[Data records]
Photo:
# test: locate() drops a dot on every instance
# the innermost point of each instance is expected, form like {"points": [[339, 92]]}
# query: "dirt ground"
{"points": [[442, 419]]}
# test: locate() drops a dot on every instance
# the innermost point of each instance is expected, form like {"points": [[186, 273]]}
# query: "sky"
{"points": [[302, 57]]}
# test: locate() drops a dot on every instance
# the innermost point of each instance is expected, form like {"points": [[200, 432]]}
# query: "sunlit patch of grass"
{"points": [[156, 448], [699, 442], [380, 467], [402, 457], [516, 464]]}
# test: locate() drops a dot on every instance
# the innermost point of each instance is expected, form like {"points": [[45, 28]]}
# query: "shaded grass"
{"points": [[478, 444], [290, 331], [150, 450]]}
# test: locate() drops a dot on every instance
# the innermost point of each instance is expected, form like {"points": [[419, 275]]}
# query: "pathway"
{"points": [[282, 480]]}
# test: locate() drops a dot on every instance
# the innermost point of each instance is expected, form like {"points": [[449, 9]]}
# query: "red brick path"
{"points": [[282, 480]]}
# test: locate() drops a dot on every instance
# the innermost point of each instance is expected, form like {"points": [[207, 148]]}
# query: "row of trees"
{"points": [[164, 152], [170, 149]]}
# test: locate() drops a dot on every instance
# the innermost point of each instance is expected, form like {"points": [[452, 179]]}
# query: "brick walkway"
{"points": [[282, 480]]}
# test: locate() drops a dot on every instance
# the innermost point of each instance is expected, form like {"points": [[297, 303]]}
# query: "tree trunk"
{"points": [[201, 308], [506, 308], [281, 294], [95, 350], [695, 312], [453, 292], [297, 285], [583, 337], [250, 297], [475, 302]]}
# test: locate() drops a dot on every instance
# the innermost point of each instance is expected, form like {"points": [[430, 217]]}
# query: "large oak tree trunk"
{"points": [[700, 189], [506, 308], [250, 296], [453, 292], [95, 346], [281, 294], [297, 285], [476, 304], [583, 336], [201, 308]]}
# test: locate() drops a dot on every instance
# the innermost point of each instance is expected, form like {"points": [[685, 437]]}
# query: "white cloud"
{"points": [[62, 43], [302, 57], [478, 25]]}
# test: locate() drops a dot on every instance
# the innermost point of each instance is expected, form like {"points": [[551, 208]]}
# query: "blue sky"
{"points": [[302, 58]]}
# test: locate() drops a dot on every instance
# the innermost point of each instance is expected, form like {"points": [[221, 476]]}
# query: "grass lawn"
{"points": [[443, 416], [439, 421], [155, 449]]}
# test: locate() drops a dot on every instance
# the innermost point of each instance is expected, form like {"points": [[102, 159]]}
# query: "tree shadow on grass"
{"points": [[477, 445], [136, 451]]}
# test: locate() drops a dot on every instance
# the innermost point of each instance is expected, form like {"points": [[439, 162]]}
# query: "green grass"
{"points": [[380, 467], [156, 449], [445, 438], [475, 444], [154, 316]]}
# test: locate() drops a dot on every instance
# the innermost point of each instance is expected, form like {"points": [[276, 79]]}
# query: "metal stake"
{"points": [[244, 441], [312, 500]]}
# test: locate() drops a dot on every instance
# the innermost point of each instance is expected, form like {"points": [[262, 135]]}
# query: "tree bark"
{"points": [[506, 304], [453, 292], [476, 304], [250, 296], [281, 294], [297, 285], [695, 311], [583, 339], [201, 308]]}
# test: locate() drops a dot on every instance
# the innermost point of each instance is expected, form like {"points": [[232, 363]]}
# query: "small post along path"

WHAT YOU WILL DO >>
Above are the entries; return each one exactly.

RESPONSE BOX >>
Photo:
# test: locate() drops a dot on every instance
# the innermost point of each instance is expected, form like {"points": [[339, 92]]}
# query: "dirt ground"
{"points": [[442, 419]]}
# test: locate() drops a dot on every instance
# the innermost point of each instance is expected, form like {"points": [[186, 273]]}
# query: "sky"
{"points": [[302, 57]]}
# test: locate() drops a dot on every instance
# the innermost point of each instance is expected, form like {"points": [[200, 432]]}
# query: "sunlit patch of grass"
{"points": [[156, 448], [699, 442], [380, 467], [402, 457], [516, 464]]}
# test: locate() drops a dot on every instance
# the innermost point of each instance is expected, form like {"points": [[45, 28]]}
# query: "shaded grass"
{"points": [[478, 444], [290, 331], [150, 450]]}
# test: locate() drops a dot on every instance
# the innermost point of each instance is expected, form like {"points": [[419, 275]]}
# query: "pathway"
{"points": [[282, 480]]}
# test: locate() drops a dot on every instance
# the innermost point of each instance is expected, form like {"points": [[449, 9]]}
# query: "red brick path"
{"points": [[282, 480]]}
# test: locate() drops a dot on every instance
# the innermost point of each instance is expected, form like {"points": [[207, 148]]}
# query: "row of trees"
{"points": [[164, 152], [170, 149]]}
# test: locate() drops a dot on every instance
# the innermost point of each instance is expected, form like {"points": [[452, 179]]}
# query: "brick walkway"
{"points": [[282, 480]]}
# test: locate() drops a dot on every instance
# the innermost point of each instance is expected, form like {"points": [[297, 303]]}
# query: "tree trunk"
{"points": [[201, 308], [506, 308], [281, 294], [95, 350], [695, 312], [453, 292], [297, 285], [583, 337], [250, 297], [475, 302]]}
# test: locate() drops a dot on every instance
# the innermost point of each instance is expected, form like {"points": [[430, 217]]}
# query: "large oak tree trunk"
{"points": [[700, 189], [506, 308], [250, 296], [453, 292], [95, 346], [281, 294], [297, 285], [476, 304], [583, 336], [201, 308]]}
# test: locate() drops a dot on every instance
# the innermost point of each instance is expected, form like {"points": [[685, 437]]}
# query: "white cloud"
{"points": [[62, 43], [302, 57], [478, 25]]}
# test: locate() drops a dot on every instance
# the innermost point of each instance is expected, form like {"points": [[551, 208]]}
# query: "blue sky"
{"points": [[302, 58]]}
# test: locate() drops a dot on every instance
# the innermost point of each instance is expected, form like {"points": [[221, 476]]}
# query: "grass lawn"
{"points": [[443, 416], [439, 421], [155, 449]]}
# test: locate() drops a dot on every instance
# the innermost point of each instance is expected, form like {"points": [[102, 159]]}
# query: "tree shadow on grass"
{"points": [[477, 445], [136, 451]]}
# test: locate() drops a dot on every instance
# the innermost point of each instance is expected, form like {"points": [[439, 162]]}
# query: "green grass"
{"points": [[380, 467], [156, 449], [445, 438], [475, 444], [154, 316]]}
# test: locate() drops a dot on every instance
# the innermost point of each instance is expected, form like {"points": [[276, 79]]}
# query: "metal stake"
{"points": [[244, 441], [312, 500]]}
# test: locate() drops a dot on every instance
# the innermost point of each instance is expected, form like {"points": [[262, 135]]}
# query: "tree bark"
{"points": [[506, 304], [453, 292], [476, 304], [250, 296], [281, 294], [297, 285], [695, 311], [583, 339], [201, 308]]}
# test: locate() drops a dot on every instance
# the innermost point of each instance is expected, form like {"points": [[232, 363]]}
# query: "small post along path"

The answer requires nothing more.